* _What you need to do_:
1. Answer these questions about the court passage on comity:
(a) Which case is cited for the rule that an issue with an inadequate record is resolved against the appellant?
(b) On what date did the Texas court hold the telephone conference where it restated its ruling?
(c) In its August 12, 2015 order, what reasoning did the court give for its discovery order?
2. Write the next part of the court passage on comity, picking up after its final sentence.

* begin Provided text *

Appellants argue the principle of comity has no application in this case because the Texas court did not rule on the scope of respondent's confidentiality obligations under the settlement agreement. The argument is not well taken. With respect to the contention that the record does not show they briefed the enforceability or scope of the confidentiality provision of the settlement agreement in their motion to quash, it is appellants' burden to provide an adequate record on appeal. Neither the motion to quash nor a compete transcript of the hearing on that motion is in the record, making it difficult to ascertain the precise nature of appellants' arguments in the Texas court. (See Foust v. San Jose Construction Co., Inc. (2011) 198 Cal.App.4th 181, 187 [if record of issue inadequate, issue resolved against appellant].)

Regardless, the partial reporter's transcript indicates the Texas court ordered appellants to produce "the provisions on which they [were] relying for confidentiality objections to the deposition." It then reviewed the settlement agreement in camera and ruled that the plaintiffs in the Texas case were entitled to discover matters relevant to that case, even though such matters were also subject to the confidentiality provision of the settlement agreement. The court restated its ruling during the telephone conference on July 24, 2015, when it explained that respondent's confidentiality obligation was before it "[o]nly to the extent that I did review what was provided to me, and in spite of what was provided to me ruled that it was discoverable." In its August 12, 2015 order, the court further clarified the reasoning behind its discovery order—that the confidentiality provision was either unenforceable or did not preclude respondent's deposition testimony.

* end Provided text *
* begin Dataset excerpts *

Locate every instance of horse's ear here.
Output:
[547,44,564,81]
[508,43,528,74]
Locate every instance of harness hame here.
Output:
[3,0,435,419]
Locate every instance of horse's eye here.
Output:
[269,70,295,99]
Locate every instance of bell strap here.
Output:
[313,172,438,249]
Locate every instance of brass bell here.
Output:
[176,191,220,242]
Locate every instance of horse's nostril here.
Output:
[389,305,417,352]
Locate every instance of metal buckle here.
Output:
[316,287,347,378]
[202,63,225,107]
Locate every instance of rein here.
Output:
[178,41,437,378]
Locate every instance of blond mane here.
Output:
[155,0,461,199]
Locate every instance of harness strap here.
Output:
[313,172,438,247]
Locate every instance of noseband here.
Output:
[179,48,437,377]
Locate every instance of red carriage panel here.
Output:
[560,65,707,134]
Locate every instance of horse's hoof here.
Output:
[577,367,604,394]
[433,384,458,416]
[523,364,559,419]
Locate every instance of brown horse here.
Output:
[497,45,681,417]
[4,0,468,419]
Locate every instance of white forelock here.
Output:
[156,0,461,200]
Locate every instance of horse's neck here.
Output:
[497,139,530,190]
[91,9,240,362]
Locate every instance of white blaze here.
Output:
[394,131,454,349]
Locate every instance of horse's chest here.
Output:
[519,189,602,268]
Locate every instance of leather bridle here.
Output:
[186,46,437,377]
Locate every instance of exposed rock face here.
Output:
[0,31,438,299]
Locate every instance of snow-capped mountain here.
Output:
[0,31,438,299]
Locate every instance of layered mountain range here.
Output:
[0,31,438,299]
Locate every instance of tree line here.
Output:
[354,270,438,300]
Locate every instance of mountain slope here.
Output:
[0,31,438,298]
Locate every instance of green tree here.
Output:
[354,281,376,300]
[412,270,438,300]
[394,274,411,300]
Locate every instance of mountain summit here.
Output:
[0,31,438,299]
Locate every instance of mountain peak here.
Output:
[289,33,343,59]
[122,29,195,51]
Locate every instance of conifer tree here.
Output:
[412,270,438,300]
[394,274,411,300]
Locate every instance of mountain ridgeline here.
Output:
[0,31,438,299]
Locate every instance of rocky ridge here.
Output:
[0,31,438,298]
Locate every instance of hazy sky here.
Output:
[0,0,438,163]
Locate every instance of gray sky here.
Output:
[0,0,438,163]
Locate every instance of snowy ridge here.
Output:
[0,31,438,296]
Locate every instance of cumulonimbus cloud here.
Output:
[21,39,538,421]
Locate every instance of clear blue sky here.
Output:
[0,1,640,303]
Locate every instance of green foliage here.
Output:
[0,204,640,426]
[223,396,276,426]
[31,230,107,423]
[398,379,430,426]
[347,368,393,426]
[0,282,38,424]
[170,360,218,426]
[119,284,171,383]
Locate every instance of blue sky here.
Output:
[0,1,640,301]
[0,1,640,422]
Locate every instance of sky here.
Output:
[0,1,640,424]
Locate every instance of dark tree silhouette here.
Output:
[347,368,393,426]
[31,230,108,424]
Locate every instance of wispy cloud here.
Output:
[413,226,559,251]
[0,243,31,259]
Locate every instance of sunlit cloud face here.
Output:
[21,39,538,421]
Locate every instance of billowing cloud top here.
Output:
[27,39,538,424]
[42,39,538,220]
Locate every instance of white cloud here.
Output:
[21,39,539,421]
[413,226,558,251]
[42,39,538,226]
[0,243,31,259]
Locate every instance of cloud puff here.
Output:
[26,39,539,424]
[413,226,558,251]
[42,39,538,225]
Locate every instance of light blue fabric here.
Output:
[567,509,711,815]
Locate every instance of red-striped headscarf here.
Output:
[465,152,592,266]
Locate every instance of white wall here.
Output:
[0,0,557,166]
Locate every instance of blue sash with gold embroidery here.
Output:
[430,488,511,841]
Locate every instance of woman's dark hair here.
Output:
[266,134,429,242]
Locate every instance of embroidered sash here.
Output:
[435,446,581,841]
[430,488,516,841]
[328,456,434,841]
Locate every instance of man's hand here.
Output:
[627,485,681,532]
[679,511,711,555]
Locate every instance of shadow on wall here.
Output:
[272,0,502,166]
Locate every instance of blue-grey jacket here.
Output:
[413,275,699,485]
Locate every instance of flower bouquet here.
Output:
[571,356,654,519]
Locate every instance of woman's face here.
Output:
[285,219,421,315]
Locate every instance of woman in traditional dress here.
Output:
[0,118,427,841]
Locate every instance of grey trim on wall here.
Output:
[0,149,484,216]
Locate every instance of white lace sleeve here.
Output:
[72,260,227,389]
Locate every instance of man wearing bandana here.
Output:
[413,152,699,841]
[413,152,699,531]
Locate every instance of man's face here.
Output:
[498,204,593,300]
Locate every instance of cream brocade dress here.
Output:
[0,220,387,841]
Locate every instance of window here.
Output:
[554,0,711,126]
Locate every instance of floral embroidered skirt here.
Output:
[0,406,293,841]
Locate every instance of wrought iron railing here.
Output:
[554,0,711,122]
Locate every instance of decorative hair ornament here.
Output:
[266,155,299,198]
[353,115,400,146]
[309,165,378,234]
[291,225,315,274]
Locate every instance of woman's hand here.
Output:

* end Dataset excerpts *

* _Exercise results_:
1.
(a) Foust v. San Jose Construction Co., Inc. (2011) 198 Cal.App.4th 181, 187.
(b) July 24, 2015.
(c) The confidentiality provision was either unenforceable or did not preclude respondent's deposition testimony.

2.
The Texas court's statements suggest appellants raised the confidentiality provision as a bar to the discoverability of respondent's testimony. In ruling that testimony was discoverable to the extent it was relevant to the case pending before it, the Texas court necessarily rejected appellants' argument that the confidentiality provision absolutely barred its discovery. Appellants' principal argument in this case is that something more than relevance to the issues in a lawsuit is required for confidential information to be discoverable under Hinshaw, Winkler, Draa, Marsh & Still v. Superior Court (1996) 51 Cal.App.4th 233 (Hinshaw). Whether or not the Texas court's discovery rulings are correct under Hinshaw, it is those rulings and the ensuing orders requiring disclosure of confidential information that appellants effectively challenge in their request for preliminary injunction.

Appellants' argument that the Texas court could not rule on the confidentiality provision because the settlement agreement has a forum selection or "choice of venue" clause also is not well taken. The settlement agreement is subject to California law, but injunctive relief to prevent violations of the confidentiality provision may be sought, without limitation, "in any court of competent jurisdiction." All other disputes, with the express exception for any request for injunctive relief, are subject to arbitration in California. The Texas court had subject matter jurisdiction over the case pending before it, and appellants brought the motion to quash the subpoena in that case. Nothing in the settlement agreement prevented them from seeking injunctive relief from that court, and there is no indication they sought a formal stay in that case in order to litigate or arbitrate in California.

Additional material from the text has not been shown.